§ Recorded data
= = = = =
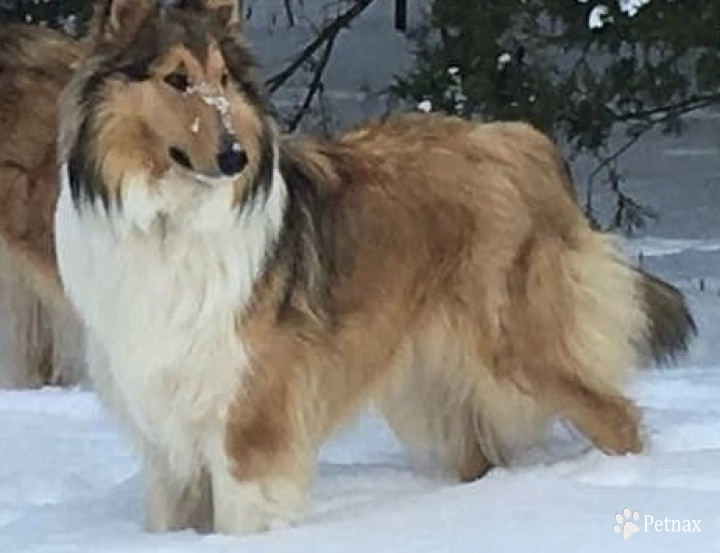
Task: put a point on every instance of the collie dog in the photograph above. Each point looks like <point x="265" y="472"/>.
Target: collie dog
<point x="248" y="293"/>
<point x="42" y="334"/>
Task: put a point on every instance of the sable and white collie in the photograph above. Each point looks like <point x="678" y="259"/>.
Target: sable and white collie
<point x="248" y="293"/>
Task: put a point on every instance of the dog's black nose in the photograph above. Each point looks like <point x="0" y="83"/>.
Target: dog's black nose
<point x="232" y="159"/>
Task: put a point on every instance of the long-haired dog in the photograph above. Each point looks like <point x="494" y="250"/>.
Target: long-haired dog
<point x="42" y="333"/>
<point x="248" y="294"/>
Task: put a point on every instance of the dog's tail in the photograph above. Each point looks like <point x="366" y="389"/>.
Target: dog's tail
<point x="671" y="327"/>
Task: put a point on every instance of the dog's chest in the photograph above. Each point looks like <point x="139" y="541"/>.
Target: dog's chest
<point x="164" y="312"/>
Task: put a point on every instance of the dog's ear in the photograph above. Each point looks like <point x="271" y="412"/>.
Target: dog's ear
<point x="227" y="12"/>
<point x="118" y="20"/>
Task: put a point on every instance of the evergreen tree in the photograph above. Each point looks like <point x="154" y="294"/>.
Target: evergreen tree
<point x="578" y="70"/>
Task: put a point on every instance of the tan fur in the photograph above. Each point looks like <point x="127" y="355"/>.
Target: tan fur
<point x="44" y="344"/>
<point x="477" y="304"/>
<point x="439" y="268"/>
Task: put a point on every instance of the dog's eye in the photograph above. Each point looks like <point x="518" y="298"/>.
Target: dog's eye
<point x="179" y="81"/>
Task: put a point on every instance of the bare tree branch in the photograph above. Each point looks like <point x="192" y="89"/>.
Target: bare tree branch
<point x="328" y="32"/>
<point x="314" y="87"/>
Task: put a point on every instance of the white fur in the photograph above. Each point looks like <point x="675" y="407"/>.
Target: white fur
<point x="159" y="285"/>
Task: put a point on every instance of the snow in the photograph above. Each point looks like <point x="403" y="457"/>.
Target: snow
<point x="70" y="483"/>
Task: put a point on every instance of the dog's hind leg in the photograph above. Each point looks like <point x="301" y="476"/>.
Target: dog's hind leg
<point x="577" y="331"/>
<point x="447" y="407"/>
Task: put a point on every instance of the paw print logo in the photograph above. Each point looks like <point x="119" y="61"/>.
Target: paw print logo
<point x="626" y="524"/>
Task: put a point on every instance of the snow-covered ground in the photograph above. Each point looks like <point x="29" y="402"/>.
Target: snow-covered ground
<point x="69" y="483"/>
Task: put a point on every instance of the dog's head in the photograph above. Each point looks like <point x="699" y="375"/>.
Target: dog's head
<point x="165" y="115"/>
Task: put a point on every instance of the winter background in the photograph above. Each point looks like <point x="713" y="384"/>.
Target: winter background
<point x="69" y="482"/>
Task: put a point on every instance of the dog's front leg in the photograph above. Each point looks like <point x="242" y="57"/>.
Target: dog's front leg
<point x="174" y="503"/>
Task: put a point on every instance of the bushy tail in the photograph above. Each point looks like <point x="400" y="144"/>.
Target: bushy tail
= = = = =
Write out the stretch of the data from the line containing "Task: put a point on every instance of the dog's hind" through the end, reproducing each line precisely.

§ Output for this exercise
Task: put a point on every instance of the dog's hind leg in the photograph above. Each point looks like <point x="301" y="476"/>.
Target: dog's hind leg
<point x="577" y="331"/>
<point x="447" y="407"/>
Task: put a point on every instance of the paw print logo in the photograph above. Each point looks like <point x="119" y="61"/>.
Target: paw print logo
<point x="626" y="524"/>
Task: put a point on every instance of the snow-covered ground in the photograph above. Each point looks like <point x="29" y="402"/>.
Target: snow-covered ground
<point x="69" y="483"/>
Task: put a point on every instance of the dog's head in the photograph above. Each point looks like <point x="699" y="375"/>.
Target: dog's head
<point x="165" y="115"/>
Task: put a point on every instance of the winter background in the photograph above. Each point looks like <point x="713" y="384"/>.
Target: winter background
<point x="69" y="482"/>
Task: put a point on every instance of the dog's front leg in the photograph above. Each point looks like <point x="242" y="57"/>.
Target: dog's front leg
<point x="174" y="503"/>
Task: put a point on every instance of the bushy tail in the photograph above. Each point looks like <point x="400" y="144"/>.
Target: bushy tail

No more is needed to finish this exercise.